**Problem to work on**
Count the lines in the records below that contain the string "center", treating uppercase and lowercase as distinct, and give only that number.

**Source data**
--- --- ---
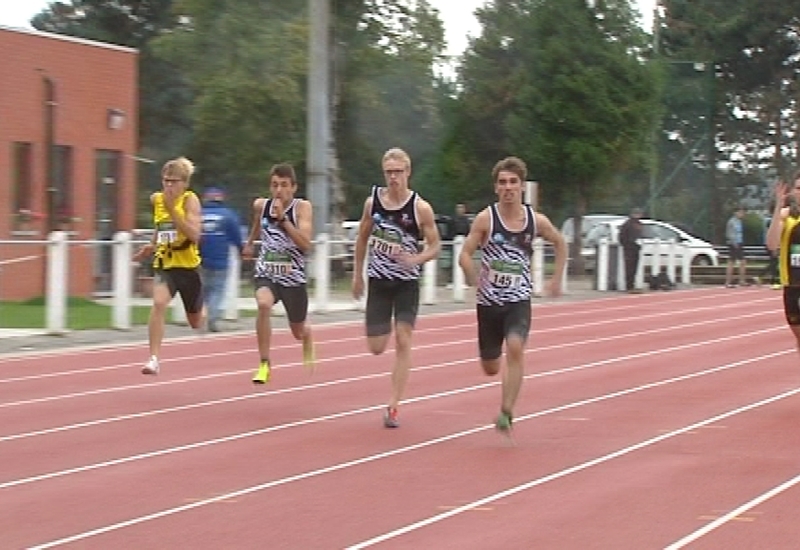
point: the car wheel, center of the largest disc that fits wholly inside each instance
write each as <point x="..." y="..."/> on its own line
--- --- ---
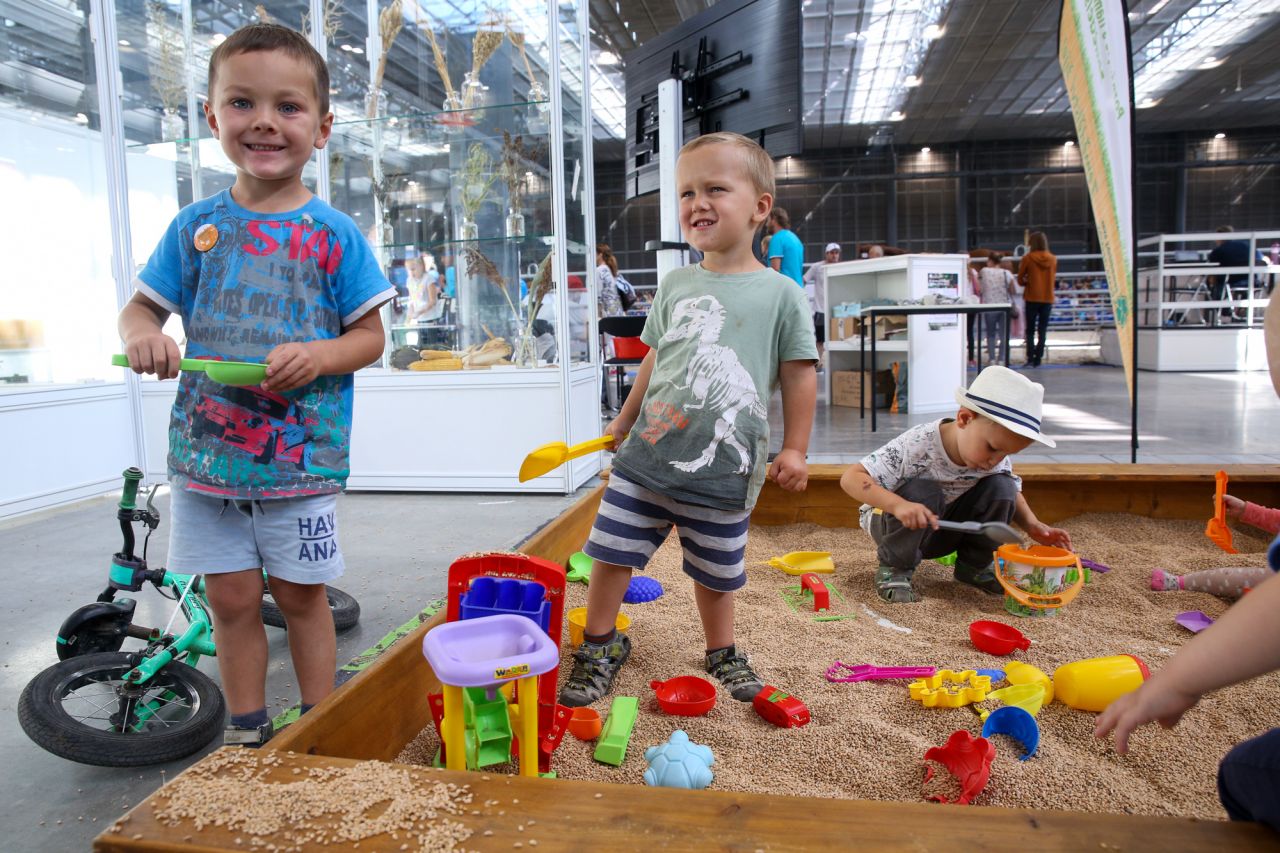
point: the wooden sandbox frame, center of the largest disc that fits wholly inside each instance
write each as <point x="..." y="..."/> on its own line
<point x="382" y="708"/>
--- --- ---
**Result for this task**
2